What needs to be done:
Every line of the listing belongs in your answer exactly as written; the images do not.

********

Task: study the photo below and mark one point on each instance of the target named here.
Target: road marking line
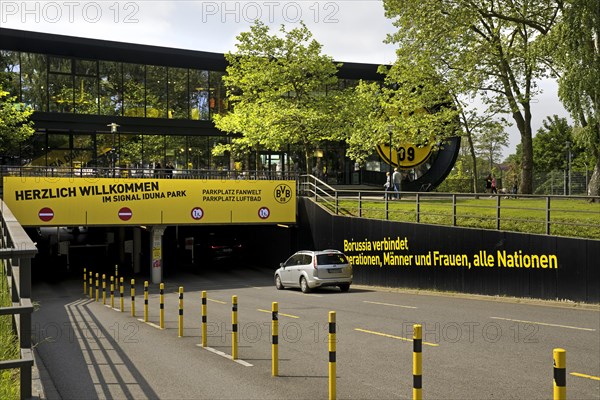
(596, 378)
(151, 324)
(220, 353)
(304, 294)
(285, 315)
(393, 337)
(388, 304)
(545, 324)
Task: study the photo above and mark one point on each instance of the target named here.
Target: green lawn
(568, 217)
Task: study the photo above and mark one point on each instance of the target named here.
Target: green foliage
(15, 126)
(549, 144)
(574, 218)
(575, 50)
(277, 89)
(412, 106)
(488, 48)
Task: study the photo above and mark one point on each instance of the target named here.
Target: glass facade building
(102, 104)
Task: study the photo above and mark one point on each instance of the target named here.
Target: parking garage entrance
(150, 207)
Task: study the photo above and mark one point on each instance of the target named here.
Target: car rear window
(331, 258)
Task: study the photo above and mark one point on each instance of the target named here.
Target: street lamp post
(113, 130)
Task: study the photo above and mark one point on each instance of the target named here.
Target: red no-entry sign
(46, 214)
(125, 214)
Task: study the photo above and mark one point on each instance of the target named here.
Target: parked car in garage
(308, 269)
(219, 247)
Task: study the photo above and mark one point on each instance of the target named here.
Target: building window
(134, 90)
(199, 95)
(156, 92)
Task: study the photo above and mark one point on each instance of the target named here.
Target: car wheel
(278, 283)
(304, 285)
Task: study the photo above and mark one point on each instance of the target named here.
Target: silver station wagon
(312, 269)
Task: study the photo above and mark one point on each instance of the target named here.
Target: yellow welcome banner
(83, 201)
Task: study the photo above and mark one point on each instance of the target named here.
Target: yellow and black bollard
(234, 327)
(97, 287)
(332, 360)
(91, 283)
(275, 339)
(112, 292)
(133, 297)
(145, 301)
(180, 324)
(162, 306)
(121, 290)
(417, 362)
(560, 374)
(204, 318)
(104, 289)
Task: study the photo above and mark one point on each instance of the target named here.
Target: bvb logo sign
(282, 193)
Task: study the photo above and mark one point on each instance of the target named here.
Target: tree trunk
(594, 184)
(473, 159)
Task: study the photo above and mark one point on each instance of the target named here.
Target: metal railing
(148, 173)
(554, 215)
(16, 252)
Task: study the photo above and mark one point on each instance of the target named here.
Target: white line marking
(279, 313)
(388, 304)
(545, 324)
(151, 324)
(220, 353)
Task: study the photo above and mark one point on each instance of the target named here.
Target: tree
(474, 123)
(15, 126)
(550, 144)
(277, 89)
(576, 44)
(487, 47)
(489, 142)
(412, 106)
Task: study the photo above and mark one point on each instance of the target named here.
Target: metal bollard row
(559, 355)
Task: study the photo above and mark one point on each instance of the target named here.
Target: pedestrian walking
(397, 181)
(387, 185)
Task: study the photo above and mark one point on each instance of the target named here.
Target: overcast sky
(349, 30)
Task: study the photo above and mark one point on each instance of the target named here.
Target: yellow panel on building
(84, 201)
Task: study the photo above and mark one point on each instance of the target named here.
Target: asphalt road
(473, 347)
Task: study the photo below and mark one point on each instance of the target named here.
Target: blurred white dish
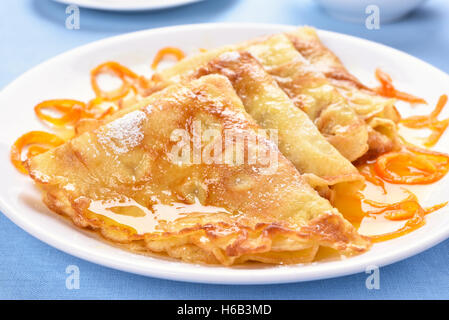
(67, 75)
(128, 5)
(355, 10)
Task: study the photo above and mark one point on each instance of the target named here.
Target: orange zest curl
(411, 166)
(387, 89)
(127, 77)
(37, 142)
(367, 171)
(408, 209)
(71, 111)
(161, 54)
(430, 122)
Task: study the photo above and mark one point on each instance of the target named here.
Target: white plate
(128, 5)
(67, 76)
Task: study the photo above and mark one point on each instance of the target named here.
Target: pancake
(134, 181)
(307, 87)
(378, 112)
(312, 92)
(299, 139)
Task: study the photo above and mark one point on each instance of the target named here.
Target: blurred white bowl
(354, 10)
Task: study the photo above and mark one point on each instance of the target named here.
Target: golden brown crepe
(299, 140)
(306, 86)
(121, 180)
(378, 112)
(312, 92)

********

Exercise answer:
Task: study the photo below and mark one point on each instance of the target named here.
Target: road marking line
(596, 378)
(151, 324)
(220, 353)
(304, 294)
(285, 315)
(393, 337)
(388, 304)
(545, 324)
Task: study the photo above and mark one point on each instance of the target named here.
Target: green lawn
(568, 217)
Task: study the photo above and mark one point on each instance of the target named here.
Target: green foliage
(15, 126)
(549, 144)
(574, 218)
(575, 50)
(277, 89)
(412, 106)
(488, 48)
Task: study the photo above and mark one point on each instance of the target named here.
Target: glass facade building
(102, 104)
Task: study the photo above and mark one point on each instance of the target named here.
Target: parking garage entrance
(150, 207)
Task: study the photo above and mark one point on each instance of the target named here.
Target: car rear window
(331, 258)
Task: study the photo above and mark one point on each instance of the target named here.
Target: street lamp post
(113, 130)
Task: study the photo above and mark one point on each instance of the target named here.
Target: red no-entry sign
(46, 214)
(125, 214)
Task: study the photo above and mark one point on each instance of the target named here.
Target: parked car in garage
(308, 269)
(219, 247)
Task: study the photo above and mark one point on each instance of the target named here.
Target: building window
(134, 90)
(199, 95)
(156, 92)
Task: study the photo above and mark one point on each instance of the target named here.
Target: car wheel
(278, 283)
(304, 285)
Task: study the photo above and mark one point on each instance of the target named here.
Target: silver station wagon
(312, 269)
Task: study the photo above and mark one point on each instance of the target named here.
Target: yellow welcome banner
(83, 201)
Task: study the photo above and mark one point on each instance of the target named here.
Target: yellow and black bollard
(234, 327)
(97, 287)
(332, 360)
(91, 283)
(275, 339)
(112, 292)
(133, 297)
(145, 301)
(180, 324)
(162, 306)
(121, 290)
(417, 362)
(560, 374)
(204, 318)
(104, 289)
Task: study the photo above and mark one point on each instance of the target named here.
Target: bvb logo sign
(282, 193)
Task: study the photo above and mark one point on each instance of the target named here.
Target: tree trunk
(594, 184)
(473, 159)
Task: study the photo above and mark one point on each instance of the target named here.
Target: metal railing
(148, 173)
(554, 215)
(16, 252)
Task: study the photo above and mark one point on each instance of the target named here.
Target: white line marking
(279, 313)
(388, 304)
(545, 324)
(151, 324)
(220, 353)
Task: study the photo above and mark one point on each instance of the target named here.
Target: tree
(474, 123)
(15, 126)
(550, 144)
(277, 89)
(576, 44)
(487, 47)
(489, 142)
(412, 106)
Task: study the photo above and mark one point on each instance of the target named here.
Target: metal bollard row
(559, 355)
Task: study the photo above and mark one point on each instance of the target named here.
Target: pedestrian walking
(397, 181)
(387, 185)
Task: study the photo above and mark one point on each instance of the target named here.
Target: overcast sky
(349, 30)
Task: study the photo above and mark one point on each instance of the target named here.
Target: yellow panel on building
(84, 201)
Task: study the photo above and mark one point on each instance of the target named here.
Target: asphalt road
(473, 347)
Task: study the photo below and mark one point on each instance of the target named here.
Target: blurred white dish
(67, 75)
(128, 5)
(355, 10)
Task: study the photo above and mark one point on each instance of the target named here.
Target: orange zest curl
(411, 166)
(387, 89)
(127, 77)
(37, 142)
(367, 171)
(408, 209)
(71, 111)
(161, 54)
(430, 122)
Task: study the photo above and mark one point on each instance of the target named here.
Target: white plate
(128, 5)
(67, 76)
Task: study the photo above and mark one point on each instance of the target named here.
Target: pancake
(134, 181)
(307, 87)
(378, 112)
(312, 92)
(299, 139)
Task: study the photo above and mark one point on each instance of the target named here.
Target: blurred white bowl
(354, 10)
Task: study the photo above and mark one point on each instance of the target named here.
Target: golden brown crepe
(299, 140)
(306, 86)
(121, 180)
(378, 112)
(312, 92)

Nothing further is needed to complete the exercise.